▸ WORK REQUIRED
Continue the VSB Bancorp fourth-quarter earnings release below, starting right after its last sentence.

BEGIN PAGE TEXT

STATEN ISLAND, NY / ACCESSWIRE / January 17, 2020 / VSB Bancorp, Inc. (OTCQX:VSBN) reported net income of $723,305 for the fourth quarter of 2019, a decrease of $294,508, or 28.9%, from the fourth quarter of 2018. The decrease in net income was primarily attributable to a decline in loan yield and a decline in average earning assets, which manifested itself in a reduction in the average volume of investment securities. The following unaudited figures were released today. Pre-tax income was $984,630 in the fourth quarter of 2019, compared to $1,330,838 for the fourth quarter of 2018. Net income for the quarter was $723,305, or basic income of $0.40 per common share, compared to net income of $1,017,813 or $0.57 basic net income per common share, for the quarter ended December 31, 2018. Return on average assets decreased from 0.75% in the fourth quarter of 2018 to 0.72% in the fourth quarter of 2019, while return on average equity decreased from 8.32% to 6.96%.
The $294,508 decrease in net income represents the combined effect of a decrease in net interest income of $348,076, a decrease in non-interest income of $44,597, and a $28,535 increase in non-interest expense, partially offset by a decrease in the provision for loan losses of $75,000 and a decrease in the provision for income taxes of $51,700.

END PAGE TEXT
BEGIN ENTRIES

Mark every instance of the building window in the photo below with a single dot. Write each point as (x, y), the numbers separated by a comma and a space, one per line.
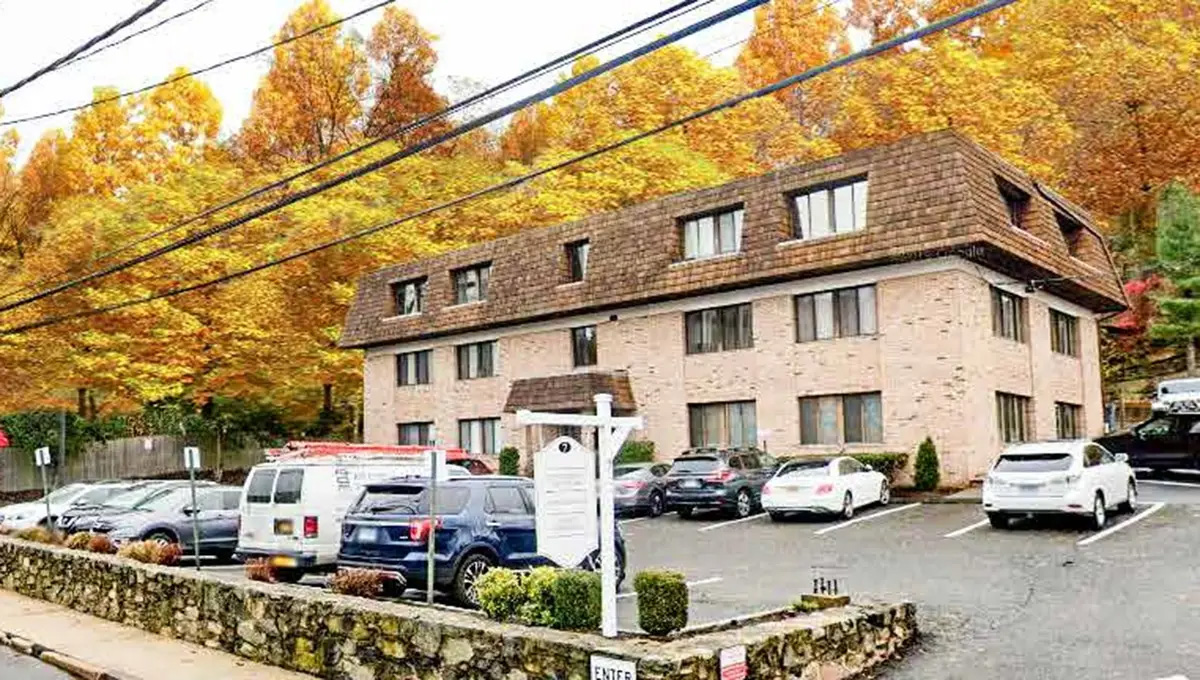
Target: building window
(577, 259)
(583, 345)
(713, 234)
(1063, 334)
(1072, 233)
(723, 425)
(1017, 203)
(835, 314)
(1007, 316)
(1067, 420)
(477, 360)
(826, 211)
(1013, 415)
(413, 367)
(471, 283)
(841, 419)
(480, 435)
(719, 329)
(414, 433)
(409, 296)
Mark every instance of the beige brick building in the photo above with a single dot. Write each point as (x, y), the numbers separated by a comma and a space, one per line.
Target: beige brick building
(857, 304)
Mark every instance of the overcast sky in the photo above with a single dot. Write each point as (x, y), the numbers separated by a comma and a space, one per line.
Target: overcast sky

END ENTRIES

▸ EXERCISE RESULT
The $348,076 decrease in net interest income for the fourth quarter of 2019 occurred primarily because our interest income decreased by $258,244, while our cost of funds increased by $89,832. The drop in interest income resulted from two principal factors - a decline in average loan yields and a decline in the average balance of interest-earning assets, reflected in a decline in the average balance of investment securities. The average loan yield declined by 52 basis points from 6.16% to 5.64% between the quarters. The decline in average loan yields was caused principally by the combined effect of increased competition to originate loans, the purchase of loan participations and lower rates to maintain or increase average loan volume. Although the loan participations were purchased with a net yield lower than the yield on loans we originated, the participations were at substantially higher yields than investment securities and overnight investments. The average loan portfolio was $31.8 million higher in the 2019 quarter than the 2018 quarter, due principally to the purchase of a large loan participation in the first quarter of 2019. We experienced a $237,159 decrease in income from investment securities, as the average balance of investment securities decreased by $48.3 million. The average investment yields between the period increased by 3 basis points.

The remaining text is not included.